## begin
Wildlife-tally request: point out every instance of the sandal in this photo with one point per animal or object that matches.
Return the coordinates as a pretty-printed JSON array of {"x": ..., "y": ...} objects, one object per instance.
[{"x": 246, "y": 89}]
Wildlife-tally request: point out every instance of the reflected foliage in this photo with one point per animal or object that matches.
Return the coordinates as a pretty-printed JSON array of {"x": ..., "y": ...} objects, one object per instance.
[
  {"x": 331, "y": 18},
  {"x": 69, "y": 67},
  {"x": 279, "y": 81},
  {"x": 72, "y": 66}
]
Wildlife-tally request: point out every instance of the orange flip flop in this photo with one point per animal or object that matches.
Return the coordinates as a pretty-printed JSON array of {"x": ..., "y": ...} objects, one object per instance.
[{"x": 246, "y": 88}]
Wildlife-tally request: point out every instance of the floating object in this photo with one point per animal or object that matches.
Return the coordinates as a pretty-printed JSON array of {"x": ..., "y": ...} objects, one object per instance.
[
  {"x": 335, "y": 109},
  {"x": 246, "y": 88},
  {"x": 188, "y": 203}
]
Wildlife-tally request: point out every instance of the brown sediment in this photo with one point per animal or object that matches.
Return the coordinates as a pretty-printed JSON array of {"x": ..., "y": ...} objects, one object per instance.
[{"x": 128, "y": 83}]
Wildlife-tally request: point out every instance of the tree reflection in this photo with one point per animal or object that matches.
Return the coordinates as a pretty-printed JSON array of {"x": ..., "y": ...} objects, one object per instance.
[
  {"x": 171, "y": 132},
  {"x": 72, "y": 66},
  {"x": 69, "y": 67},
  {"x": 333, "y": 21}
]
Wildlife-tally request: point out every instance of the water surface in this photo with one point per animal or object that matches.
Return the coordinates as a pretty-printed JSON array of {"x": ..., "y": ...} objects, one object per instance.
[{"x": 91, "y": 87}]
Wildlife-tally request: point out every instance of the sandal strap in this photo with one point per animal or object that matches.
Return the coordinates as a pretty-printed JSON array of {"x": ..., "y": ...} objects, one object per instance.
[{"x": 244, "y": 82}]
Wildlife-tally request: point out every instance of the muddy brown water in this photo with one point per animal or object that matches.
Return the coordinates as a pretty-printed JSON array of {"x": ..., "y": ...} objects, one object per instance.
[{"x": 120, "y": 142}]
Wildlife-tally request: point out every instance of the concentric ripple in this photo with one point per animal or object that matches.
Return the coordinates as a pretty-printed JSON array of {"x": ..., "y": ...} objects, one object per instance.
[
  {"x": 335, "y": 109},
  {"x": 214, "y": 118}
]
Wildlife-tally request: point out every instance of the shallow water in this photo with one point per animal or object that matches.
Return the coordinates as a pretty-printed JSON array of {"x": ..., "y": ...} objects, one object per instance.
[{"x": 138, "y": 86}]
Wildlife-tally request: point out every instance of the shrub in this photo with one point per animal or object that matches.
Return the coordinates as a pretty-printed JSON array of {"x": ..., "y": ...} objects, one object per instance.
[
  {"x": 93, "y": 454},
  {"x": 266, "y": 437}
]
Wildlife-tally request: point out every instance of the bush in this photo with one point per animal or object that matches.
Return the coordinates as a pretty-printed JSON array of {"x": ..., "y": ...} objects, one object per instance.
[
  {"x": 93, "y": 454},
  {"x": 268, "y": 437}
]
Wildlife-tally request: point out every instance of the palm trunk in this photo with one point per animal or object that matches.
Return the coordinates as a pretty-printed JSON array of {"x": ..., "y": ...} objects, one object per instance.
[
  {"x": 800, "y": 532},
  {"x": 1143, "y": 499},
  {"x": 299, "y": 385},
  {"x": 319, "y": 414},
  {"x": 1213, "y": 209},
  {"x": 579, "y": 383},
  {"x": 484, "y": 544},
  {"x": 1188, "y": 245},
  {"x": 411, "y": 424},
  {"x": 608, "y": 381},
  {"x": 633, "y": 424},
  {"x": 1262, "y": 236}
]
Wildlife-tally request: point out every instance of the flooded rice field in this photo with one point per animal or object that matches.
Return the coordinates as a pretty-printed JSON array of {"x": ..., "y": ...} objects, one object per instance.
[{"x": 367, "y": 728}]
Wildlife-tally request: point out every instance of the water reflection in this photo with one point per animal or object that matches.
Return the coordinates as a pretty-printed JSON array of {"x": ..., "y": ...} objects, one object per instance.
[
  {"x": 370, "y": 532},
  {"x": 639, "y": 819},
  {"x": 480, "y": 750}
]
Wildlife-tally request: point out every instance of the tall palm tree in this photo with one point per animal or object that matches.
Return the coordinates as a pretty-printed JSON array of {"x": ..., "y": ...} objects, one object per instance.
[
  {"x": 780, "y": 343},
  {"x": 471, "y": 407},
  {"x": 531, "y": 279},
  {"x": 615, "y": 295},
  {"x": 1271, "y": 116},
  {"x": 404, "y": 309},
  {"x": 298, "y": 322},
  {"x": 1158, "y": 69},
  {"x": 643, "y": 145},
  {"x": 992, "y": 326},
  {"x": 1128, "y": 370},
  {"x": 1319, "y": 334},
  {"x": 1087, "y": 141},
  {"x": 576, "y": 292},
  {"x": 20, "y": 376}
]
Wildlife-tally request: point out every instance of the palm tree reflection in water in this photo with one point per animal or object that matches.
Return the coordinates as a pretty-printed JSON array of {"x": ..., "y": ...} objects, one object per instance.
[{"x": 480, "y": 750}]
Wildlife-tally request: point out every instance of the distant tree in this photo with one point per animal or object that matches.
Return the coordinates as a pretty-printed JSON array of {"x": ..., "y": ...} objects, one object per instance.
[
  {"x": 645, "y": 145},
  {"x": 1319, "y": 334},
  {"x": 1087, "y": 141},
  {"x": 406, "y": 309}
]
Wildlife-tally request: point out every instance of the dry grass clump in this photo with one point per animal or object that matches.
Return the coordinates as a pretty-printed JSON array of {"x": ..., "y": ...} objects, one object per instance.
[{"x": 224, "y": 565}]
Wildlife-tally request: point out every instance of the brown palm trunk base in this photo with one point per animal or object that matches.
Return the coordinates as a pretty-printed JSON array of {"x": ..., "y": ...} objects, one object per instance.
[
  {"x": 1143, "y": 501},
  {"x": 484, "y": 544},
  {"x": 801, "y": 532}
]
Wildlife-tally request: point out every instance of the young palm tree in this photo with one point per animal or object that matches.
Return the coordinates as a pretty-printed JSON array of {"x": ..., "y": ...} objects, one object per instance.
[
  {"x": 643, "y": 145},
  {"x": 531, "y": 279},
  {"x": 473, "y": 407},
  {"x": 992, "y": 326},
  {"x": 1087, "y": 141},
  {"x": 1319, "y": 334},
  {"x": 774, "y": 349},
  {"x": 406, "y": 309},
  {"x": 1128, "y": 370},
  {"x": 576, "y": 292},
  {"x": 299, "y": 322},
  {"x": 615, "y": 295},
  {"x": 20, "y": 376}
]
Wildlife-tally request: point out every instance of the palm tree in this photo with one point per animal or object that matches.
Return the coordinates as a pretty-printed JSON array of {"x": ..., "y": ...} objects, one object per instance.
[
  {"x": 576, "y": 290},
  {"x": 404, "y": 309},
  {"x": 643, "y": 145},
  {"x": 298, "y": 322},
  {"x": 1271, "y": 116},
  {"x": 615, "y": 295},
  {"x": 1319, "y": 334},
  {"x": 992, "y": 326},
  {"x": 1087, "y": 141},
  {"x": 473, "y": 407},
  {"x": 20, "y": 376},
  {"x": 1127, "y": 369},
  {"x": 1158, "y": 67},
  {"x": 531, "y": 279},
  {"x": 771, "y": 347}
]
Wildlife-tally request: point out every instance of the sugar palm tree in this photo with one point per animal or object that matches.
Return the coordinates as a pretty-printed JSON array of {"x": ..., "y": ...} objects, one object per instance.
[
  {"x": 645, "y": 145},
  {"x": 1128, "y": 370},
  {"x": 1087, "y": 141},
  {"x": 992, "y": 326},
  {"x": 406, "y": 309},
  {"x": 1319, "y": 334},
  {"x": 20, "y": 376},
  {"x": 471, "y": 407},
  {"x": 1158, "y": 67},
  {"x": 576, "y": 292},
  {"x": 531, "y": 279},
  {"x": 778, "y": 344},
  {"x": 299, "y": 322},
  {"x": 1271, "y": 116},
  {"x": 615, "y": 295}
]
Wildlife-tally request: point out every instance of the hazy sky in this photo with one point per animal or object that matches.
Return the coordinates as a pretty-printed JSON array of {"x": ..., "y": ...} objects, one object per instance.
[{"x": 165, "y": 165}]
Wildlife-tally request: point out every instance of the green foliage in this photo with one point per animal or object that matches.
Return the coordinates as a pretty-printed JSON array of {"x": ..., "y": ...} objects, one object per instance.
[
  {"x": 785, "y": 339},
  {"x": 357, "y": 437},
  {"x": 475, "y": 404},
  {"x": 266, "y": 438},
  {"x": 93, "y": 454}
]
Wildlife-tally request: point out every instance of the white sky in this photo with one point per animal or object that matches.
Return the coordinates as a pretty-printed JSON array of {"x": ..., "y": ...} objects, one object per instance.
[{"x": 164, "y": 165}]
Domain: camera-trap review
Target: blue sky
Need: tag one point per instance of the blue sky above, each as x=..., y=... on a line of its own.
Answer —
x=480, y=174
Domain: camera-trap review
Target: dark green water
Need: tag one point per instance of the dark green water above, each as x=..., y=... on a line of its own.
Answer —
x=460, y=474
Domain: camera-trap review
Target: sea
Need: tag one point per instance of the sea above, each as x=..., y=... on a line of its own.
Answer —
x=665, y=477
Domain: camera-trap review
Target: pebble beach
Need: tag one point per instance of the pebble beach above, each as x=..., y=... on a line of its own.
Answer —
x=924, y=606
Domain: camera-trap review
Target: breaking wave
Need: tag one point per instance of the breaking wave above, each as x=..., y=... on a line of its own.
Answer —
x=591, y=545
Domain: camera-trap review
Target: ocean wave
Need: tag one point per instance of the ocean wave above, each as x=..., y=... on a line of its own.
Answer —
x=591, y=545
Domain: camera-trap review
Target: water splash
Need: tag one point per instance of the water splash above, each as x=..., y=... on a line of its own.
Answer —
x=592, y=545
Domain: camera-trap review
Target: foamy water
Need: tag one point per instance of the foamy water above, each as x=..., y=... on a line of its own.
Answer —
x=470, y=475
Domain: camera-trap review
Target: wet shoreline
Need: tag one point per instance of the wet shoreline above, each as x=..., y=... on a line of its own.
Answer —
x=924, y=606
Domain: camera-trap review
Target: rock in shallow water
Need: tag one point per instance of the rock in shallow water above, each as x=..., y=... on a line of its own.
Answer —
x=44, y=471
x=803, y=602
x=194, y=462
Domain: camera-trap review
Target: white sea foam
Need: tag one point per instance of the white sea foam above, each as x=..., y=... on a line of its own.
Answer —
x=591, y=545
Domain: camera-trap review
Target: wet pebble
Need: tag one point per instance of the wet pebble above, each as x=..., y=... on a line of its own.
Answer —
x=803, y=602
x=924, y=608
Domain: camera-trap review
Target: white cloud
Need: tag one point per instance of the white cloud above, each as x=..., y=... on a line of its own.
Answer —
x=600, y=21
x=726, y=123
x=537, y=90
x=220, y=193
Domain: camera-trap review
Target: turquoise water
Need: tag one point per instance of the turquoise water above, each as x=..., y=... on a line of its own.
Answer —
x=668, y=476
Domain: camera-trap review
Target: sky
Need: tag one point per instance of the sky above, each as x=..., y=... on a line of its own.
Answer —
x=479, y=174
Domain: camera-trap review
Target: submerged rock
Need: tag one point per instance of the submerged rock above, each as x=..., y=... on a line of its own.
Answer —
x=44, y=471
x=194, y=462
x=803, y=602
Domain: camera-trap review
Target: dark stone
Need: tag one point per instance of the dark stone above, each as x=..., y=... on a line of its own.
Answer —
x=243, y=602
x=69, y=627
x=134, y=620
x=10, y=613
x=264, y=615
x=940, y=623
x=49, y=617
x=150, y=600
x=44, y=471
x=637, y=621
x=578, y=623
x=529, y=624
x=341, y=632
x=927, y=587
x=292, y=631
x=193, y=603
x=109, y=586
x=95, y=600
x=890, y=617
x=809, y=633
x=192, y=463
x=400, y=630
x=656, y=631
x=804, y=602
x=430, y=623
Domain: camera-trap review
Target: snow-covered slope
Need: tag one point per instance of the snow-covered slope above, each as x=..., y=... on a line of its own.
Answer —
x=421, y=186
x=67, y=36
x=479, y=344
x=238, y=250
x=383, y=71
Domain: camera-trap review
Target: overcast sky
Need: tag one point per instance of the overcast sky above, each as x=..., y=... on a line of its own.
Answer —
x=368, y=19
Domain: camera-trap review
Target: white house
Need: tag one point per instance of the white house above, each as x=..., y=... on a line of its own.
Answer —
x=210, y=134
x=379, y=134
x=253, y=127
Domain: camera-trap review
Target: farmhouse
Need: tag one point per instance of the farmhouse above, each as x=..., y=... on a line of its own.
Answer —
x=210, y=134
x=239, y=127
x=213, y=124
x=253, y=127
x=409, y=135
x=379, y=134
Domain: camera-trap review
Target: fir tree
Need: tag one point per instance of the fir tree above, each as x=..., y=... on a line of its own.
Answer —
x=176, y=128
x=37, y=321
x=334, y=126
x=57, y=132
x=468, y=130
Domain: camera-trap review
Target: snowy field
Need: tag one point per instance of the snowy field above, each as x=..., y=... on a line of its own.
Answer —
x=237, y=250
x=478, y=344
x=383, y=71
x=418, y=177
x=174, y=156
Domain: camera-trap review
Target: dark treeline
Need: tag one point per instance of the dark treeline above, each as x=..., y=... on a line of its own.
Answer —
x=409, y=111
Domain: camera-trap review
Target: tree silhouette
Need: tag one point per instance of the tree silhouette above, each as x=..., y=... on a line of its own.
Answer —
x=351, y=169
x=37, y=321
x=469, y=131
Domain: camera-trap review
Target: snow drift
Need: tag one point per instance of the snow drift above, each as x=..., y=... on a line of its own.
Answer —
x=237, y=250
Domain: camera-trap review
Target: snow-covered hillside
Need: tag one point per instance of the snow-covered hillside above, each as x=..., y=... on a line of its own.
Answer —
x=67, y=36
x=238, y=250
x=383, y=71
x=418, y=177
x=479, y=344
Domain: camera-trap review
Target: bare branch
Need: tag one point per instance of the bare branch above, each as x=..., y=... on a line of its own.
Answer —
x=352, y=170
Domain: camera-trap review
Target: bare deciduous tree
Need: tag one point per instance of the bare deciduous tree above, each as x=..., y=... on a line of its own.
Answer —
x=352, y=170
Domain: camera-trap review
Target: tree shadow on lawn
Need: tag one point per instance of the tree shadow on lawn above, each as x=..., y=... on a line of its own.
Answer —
## end
Request: Count the lines in the listing above that contain the word "shadow", and reply with that number alone.

Result of the exercise: 2